抜粋本文のうち「ようやっと4連休を手に入れたので、リハビリも兼ねて簡単な演習を行ってみよう。」から「が根幹にあると考えています。」までを、両端の語句も含めて一字一句変えずに書き写してください。

╭─ 抜粋本文

ようやっと4連休を手に入れたので、リハビリも兼ねて簡単な演習を行ってみよう。

今回のテーマ

今回、何をやりたいかというと、大きくは以下2点です。

  • Node.js 製のアプリケーションと MySQL をそれぞれコンテナ上で動かす
  • それぞれのコンテナを docker-compose で連携させる
動機づけ

そもそもコンテナとは、隔離されたアプリケーション実行環境であり、「よそのコンテナを意識しなくてよい」という思想が根幹にあると考えています。

一方で、システムの規模が大きくなると、アプリケーションやデータベースなど、役割ごとにコンテナを切り分け、それぞれを相互に連携させたいと思うのも自然な発想です。

Dockerfile はなんとか書けるようになったが、はてさて複数のコンテナ同士を連携させるにはどうしたらよいだろうか、という課題に対する自分なりのメモです。

……本来は桜の季節に投稿するはずでしたが、モチベーションが足りずに今頃になってしまいました。

実験環境

はじめの Node.js アプリケーション

まずはコンテナ化を考えず、普通に Node.js で簡単な REST API をサクッと作っていきます。

適当な場所に node-app というディレクトリを作り、カレントディレクトリを変更しましょう。

  • projects
    • node-app

$ mkdir node-app; cd $_
Node.js プロジェクトの作成

Node.js プロジェクトを作成します。

╰─
╭─ 提供資料

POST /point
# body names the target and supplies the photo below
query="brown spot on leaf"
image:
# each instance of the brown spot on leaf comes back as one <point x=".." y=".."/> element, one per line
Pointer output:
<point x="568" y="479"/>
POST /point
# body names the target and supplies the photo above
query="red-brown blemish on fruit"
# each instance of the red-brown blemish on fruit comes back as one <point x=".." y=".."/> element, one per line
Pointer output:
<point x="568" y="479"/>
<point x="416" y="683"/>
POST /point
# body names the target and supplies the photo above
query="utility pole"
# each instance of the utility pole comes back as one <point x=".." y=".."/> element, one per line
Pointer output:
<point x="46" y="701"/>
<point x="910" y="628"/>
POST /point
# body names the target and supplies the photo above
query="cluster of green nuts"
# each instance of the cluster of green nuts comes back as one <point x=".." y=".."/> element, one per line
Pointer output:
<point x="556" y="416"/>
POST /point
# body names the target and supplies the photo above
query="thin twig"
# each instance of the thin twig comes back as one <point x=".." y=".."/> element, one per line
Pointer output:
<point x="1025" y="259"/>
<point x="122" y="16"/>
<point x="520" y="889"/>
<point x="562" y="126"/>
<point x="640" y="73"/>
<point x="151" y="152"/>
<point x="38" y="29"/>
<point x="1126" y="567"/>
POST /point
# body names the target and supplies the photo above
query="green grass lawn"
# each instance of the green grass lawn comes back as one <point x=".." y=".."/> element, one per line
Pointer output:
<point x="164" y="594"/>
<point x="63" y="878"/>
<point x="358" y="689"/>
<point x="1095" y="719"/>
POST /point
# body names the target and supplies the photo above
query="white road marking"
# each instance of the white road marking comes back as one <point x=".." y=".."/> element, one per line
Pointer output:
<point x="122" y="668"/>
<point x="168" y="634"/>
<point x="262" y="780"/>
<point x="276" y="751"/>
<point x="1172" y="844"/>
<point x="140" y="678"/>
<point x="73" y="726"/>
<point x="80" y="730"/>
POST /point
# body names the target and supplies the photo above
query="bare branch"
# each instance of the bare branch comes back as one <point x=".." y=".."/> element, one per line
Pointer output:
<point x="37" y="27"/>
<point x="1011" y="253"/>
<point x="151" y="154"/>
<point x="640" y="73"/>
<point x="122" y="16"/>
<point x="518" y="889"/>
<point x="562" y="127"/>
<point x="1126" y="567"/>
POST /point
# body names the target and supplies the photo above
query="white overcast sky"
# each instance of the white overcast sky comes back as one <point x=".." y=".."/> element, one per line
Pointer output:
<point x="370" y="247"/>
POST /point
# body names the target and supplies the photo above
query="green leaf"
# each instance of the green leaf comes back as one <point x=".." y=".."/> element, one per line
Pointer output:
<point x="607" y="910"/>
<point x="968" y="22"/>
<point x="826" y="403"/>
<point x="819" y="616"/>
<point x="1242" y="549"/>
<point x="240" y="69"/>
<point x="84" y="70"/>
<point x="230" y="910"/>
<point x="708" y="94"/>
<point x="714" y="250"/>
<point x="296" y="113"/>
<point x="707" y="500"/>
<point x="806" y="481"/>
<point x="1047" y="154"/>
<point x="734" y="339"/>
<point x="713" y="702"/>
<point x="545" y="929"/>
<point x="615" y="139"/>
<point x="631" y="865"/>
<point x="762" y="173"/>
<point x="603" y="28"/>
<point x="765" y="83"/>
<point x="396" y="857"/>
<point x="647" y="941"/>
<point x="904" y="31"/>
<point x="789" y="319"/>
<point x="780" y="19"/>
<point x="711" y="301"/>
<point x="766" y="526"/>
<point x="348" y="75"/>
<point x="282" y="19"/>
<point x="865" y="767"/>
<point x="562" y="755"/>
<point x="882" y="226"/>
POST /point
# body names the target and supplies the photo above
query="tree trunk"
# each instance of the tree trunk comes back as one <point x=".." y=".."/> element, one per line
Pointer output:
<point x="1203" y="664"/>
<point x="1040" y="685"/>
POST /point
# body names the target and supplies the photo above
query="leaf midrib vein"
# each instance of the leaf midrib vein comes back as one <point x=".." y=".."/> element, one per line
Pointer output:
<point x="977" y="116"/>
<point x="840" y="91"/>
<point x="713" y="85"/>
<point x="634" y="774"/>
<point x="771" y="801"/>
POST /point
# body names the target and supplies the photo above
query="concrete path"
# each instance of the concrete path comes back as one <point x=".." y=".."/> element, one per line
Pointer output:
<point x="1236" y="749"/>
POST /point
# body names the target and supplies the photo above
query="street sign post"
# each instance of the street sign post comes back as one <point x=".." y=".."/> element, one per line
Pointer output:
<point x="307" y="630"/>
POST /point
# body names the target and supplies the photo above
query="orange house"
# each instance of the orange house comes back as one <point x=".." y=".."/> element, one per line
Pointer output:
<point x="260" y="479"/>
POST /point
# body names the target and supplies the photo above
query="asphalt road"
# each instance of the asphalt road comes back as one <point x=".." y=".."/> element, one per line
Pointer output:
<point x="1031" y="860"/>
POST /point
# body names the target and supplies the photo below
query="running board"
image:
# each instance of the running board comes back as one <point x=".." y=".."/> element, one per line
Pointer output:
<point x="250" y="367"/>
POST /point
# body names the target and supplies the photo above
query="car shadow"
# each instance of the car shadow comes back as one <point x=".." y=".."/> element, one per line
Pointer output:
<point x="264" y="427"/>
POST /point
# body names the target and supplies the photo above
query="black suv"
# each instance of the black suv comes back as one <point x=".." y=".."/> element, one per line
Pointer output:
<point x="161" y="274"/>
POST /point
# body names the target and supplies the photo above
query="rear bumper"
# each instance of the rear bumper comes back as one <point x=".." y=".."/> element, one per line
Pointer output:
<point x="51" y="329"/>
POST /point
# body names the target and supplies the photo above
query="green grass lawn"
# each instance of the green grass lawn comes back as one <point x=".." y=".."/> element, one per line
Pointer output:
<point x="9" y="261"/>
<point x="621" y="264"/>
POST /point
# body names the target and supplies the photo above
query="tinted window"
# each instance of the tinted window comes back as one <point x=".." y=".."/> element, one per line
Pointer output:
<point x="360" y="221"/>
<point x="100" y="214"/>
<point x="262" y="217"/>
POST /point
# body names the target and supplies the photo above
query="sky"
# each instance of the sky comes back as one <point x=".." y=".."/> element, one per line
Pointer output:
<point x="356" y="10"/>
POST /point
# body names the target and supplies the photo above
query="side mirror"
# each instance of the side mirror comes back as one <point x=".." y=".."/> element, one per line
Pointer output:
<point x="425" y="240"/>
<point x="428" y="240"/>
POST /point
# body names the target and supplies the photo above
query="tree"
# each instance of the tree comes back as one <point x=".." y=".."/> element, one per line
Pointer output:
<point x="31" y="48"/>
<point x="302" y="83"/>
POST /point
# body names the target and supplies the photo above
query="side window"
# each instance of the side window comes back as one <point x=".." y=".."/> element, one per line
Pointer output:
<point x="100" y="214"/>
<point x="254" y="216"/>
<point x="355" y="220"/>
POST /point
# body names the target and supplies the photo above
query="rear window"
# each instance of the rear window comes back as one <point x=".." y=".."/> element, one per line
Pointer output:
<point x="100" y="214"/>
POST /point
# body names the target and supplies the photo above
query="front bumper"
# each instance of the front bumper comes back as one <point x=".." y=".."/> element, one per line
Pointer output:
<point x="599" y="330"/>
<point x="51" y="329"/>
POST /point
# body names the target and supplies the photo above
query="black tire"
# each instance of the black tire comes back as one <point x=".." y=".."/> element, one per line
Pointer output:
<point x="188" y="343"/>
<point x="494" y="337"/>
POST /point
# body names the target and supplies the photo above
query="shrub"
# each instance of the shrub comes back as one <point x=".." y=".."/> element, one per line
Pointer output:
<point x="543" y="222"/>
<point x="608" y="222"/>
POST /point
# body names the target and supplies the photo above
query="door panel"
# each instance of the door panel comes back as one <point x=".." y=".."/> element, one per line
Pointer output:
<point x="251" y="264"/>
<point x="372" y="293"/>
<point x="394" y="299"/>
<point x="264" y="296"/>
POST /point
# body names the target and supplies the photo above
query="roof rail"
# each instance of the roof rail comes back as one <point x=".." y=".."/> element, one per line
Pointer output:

╰─

■ 演習結果:
ようやっと4連休を手に入れたので、リハビリも兼ねて簡単な演習を行ってみよう。

今回のテーマ

今回、何をやりたいかというと、大きくは以下2点です。

  • Node.js 製のアプリケーションと MySQL をそれぞれコンテナ上で動かす
  • それぞれのコンテナを docker-compose で連携させる
動機づけ

そもそもコンテナとは、隔離されたアプリケーション実行環境であり、「よそのコンテナを意識しなくてよい」という思想が根幹にあると考えています。